Hable con ella : Le goût des autres
Cinéma

Hable con ella : Le goût des autres

Un film qui parle de vie, de mort, de désir et d’amitié avec autant de simplicité et d’intelligence, et qui réussit la concordance entre forme et fond: c’est du grand cinéma.

Tout ce qu’on pourra dire sur ce film sera redondant. Les mots ne serviront pas à grand-chose, et surtout pas à éclairer ce chef-d’oeuvre, autosuffisant comme toutes les grandes choses. Écrivons quand même, pour le plaisir d’en parler. Et puisque c’est Noël, pour celui de partager. Et aussi parce que c’est le sujet du film. Quel cadeau! On pensait qu’après Todo sobre mi madre, il en faudrait beaucoup pour satisfaire des émotions déjà si bien comblées. C’est idiot, c’est humain, on s’attend toujours à mieux. Mais quand le mieux s’avère 10 fois mieux, plus question de prendre des mesures, faut juste se laisser porter. Pedro Almodovar, le cinéaste espagnol le plus reconnu après Luis Bunuel, fait le tour de la planète depuis le printemps 2002 avec son 26e film, Hable con ella, numéro un perso au top ten de l’année. Sortie obligatoire au cinéma.

ENTRÉES FOURNIES:
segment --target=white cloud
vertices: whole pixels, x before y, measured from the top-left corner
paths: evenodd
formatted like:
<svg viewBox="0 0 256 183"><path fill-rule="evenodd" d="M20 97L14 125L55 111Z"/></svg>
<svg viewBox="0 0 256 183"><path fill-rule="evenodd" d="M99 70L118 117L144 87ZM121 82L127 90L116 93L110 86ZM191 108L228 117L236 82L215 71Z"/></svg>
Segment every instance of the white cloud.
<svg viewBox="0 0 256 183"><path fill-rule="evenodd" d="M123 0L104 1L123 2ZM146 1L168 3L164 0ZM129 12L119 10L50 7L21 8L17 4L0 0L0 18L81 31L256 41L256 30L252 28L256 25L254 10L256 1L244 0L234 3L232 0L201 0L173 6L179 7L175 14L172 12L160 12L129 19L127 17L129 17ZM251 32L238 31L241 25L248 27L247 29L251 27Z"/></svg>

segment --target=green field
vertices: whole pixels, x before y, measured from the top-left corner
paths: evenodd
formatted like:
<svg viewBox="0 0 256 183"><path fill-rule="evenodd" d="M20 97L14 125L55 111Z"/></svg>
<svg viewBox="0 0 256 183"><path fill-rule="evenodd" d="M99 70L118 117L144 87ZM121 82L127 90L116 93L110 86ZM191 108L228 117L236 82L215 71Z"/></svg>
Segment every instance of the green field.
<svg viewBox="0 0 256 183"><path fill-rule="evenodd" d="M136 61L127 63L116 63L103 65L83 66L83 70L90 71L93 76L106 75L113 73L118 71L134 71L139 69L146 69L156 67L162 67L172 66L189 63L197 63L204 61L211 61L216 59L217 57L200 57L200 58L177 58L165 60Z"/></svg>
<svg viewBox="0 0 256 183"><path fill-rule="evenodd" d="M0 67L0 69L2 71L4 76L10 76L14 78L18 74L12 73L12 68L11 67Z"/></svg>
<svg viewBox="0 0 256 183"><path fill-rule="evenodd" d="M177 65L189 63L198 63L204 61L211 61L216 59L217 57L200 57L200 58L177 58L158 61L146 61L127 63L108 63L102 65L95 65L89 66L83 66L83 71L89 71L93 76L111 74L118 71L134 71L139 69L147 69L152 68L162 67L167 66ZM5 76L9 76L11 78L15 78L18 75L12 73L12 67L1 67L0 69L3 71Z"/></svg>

CONSIGNE:
Dans la critique de Hable con ella, combien de films Pedro Almodovar a-t-il réalisés, celui-ci compris ?

RÉPONSE:
Hable con ella est son 26e film.